◆ **設問**:
(A) ドリアンの文章で、筆者が熱帯で初めて買った果物は何か。
(B) ドリアンの文章の最後の文に続けて、その先を書き進めよ。

◆ **本文抜粋**:

ドリアン
- 2023/05/21
- 09:42
リンゴ、梨、柿、スイカ、ミカン、桃、葡萄、これらは私の子供の頃にも有りました。昭和30年代はパイナップルは全て缶詰でした。また当時はバナナが政治利権による独占輸入で、とても高く、病気や遠足の時しか食べられませんでした。日本人になじみの無い熱帯フルーツでも、バナナだけは、台湾を領有していた、まだほんの10数年前までの安くて美味かった記憶が残っていて、高くても売れたからこそ利権に出来たのです。
レモンだって統制品だったのです。、レモンの輸入自由化が公表された日の朝、横浜港にレモンを満載した貨物船が着岸しました。自民党の河野一郎の雇った船です。政治家と組めば、こういうミエミエのボロ儲けが通用した時代も有ったんですわ。今は無いってんじゃネエけどね・・・。
いずれにしても果物となると日本は種類も少ない。その点、熱帯は種類、量ともに宝庫と言うにふさわしいですな。私が熱帯で買った初めての果物はランブータン。香港の市場で買いましたが、とても安く、そのイソギンチャクの様なグロテスクな外形と痺れる様な甘さが印象に残りました。以来、熱帯に足を延ばす度に、市場には名も分からない果物が豊富に有って目を見張りました。ドリアン、マンゴー、パパイア、マンゴスチンはじめ随分たくさんの種類を食べましたが、,どれも凄く美味しくて、熱帯旅行の楽しみの最たるものです。その幾種類かは今では日本でも手に入りますが、産地の5~10倍の値段ですから買う気がしません。
私も大好きな「果物の王」と言われるドリアンですが、「笑ったけど笑えない話」が有ります。メロンとチーズケーキとソフトクリームを混ぜた様な味で人気が有りますが、問題は、その強烈な臭い。ですから、多くの航空会社やホテルでは持ち込み禁止です。
10年ほど前、上海で仕事をした時、出発間際に中国の商売相手が「土産に」と海南島産のドリアンを持ってきました。中国の南の果て海南島は、靄齢、慶齢、美齢の宋三姉妹の如く配偶者(孔祥熙、孫文、蒋介石)と共に歴史を動かした美人だけでなく、ドリアンも産するのです。林嵐山が、そのまま飛行機に持ち込もうとするので、「やっぱマズイよ」と私が反対し、上海空港のコーヒーショップの女子店員が「欲しい」と言うのであげてきました。
成田に向かう機内での事、そばにいた中国人乗客が「何か酷い臭いがする」と騒ぎだしました。ドリアンを入れていたカバンが匂ったのです。アメリカ人のスチュアーデスが林のカバンを見つけて、物凄い剣幕で英語で捲くし立てます。「機内消臭の支払いや出発が遅れたら賠償金を求めるかも知れない」とまで言うので、あまりにも大袈裟なので、私が思わず大笑いすると、ますますイキり立って、「笑い事では有りません」と怒ります。同行していた善村鹿山さんが、「何事が起ったか?」と心配するので、「何でも有りません。騒いだ乗客の手前、大袈裟に抗議しているだけです」と言いました。だって実物は無いんだし、カバンは機内持ちこみ検査を通っているのですもの・・・。

◆ **データ一覧**:

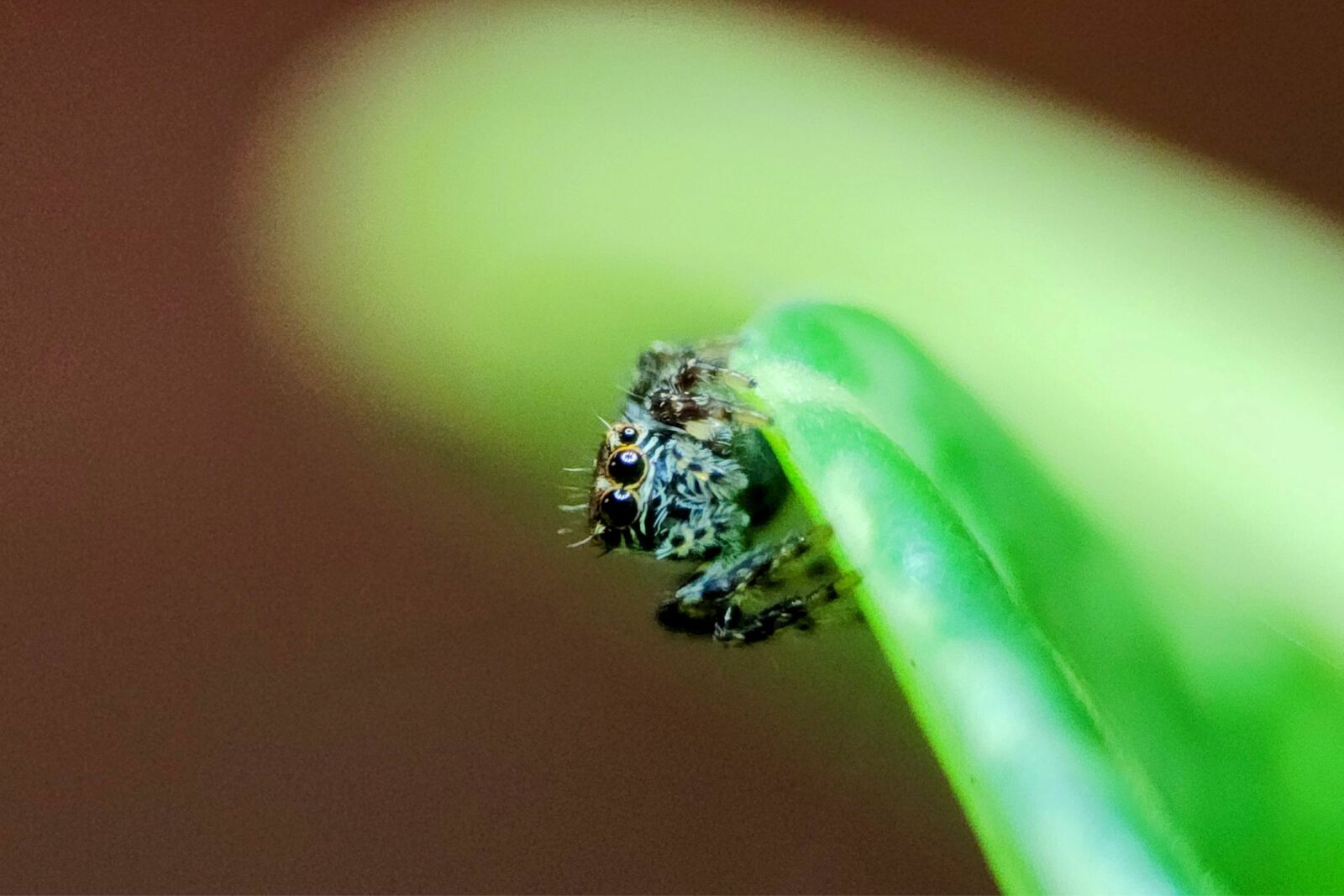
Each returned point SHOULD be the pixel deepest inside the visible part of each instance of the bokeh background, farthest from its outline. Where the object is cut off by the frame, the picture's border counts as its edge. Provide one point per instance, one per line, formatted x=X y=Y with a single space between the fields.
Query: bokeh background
x=276 y=624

◆ **解答**:
(A) ランブータン(香港の市場で買った)。

(B)
それにしても、ドリアンの臭いって凄いですね。短時間入れていたカバンすらアウトです。
実は、このドリアンは熱帯フルーツの例外として、現地で検査証明書さえもらえば、日本への持ち込みはオーケーなのです。熱帯植物の多くが持ち込み禁止なのは、害虫が日本に入るからですが、ドリアンの虫は日本の植物には付かないし、たとえ沖縄であっても寒さに耐えられないのが理由です。でも、だからと言って林嵐山の行為は正当化出来ません。一度は検疫無視で持ち込もうとしたのですから、私が止めなければ、悪くすると「3百万円以下の罰金または3年以下の懲役」で、言ってみれば、国家転覆、要人暗殺、爆弾テロに次ぐ重大犯罪です。いくら未遂とは言え、私も林みたいな重犯罪未遂犯を友人に持って、とても恥ずかしい。
このドリアンの様に異常な臭気を嫌って手を出さない人もいれば、平気どころか、それ自体が魅力だと言う人もいます。こういうのって日本で思いつくのはクサヤです。またトリュフやマツタケも民族が違うと評価されません。昭和40年代までの日本だと、ニンニクが駄目でした。韓国の生エイを発酵させたヤツ、あれ強いアンモニア臭ですが、我慢しているのか臭いも魅力なのか、一度好きだと言う人に訊いてみたものです。
同じ物が、ある人には生理的嫌悪感を感じさせ、別の人には官能的なまでの恍惚感すら与える。こういう人間生理の不思議は、そのまま「芸術の不思議」です。醜いと感じていたモノに美を見出してしまう。ではどうしてか?。簡単に言うと慣れ。だってイヤって、つまりは人間が先天的に受け付けない少数のモノを除けば、不快な記憶でしょう。ならば、全部、全員とは限らないが、慣れると嫌悪感が蠱惑感に変わる場合が有るし、そこまでではなくとも、嫌悪感を感じなくなる。蛇を気持ち悪いと思うのは、心理学者によれば、人間心理のかなり根深い部分だそうですが、それだって食料にしている人達は、慣れと言うより、「食物としての記憶」が積み重なって、平気になってしまう。中米人の好物イグアナとかフランス人の好きな蛙、カタツムリ。タコ、イカ、ウナギ皆そうですよ。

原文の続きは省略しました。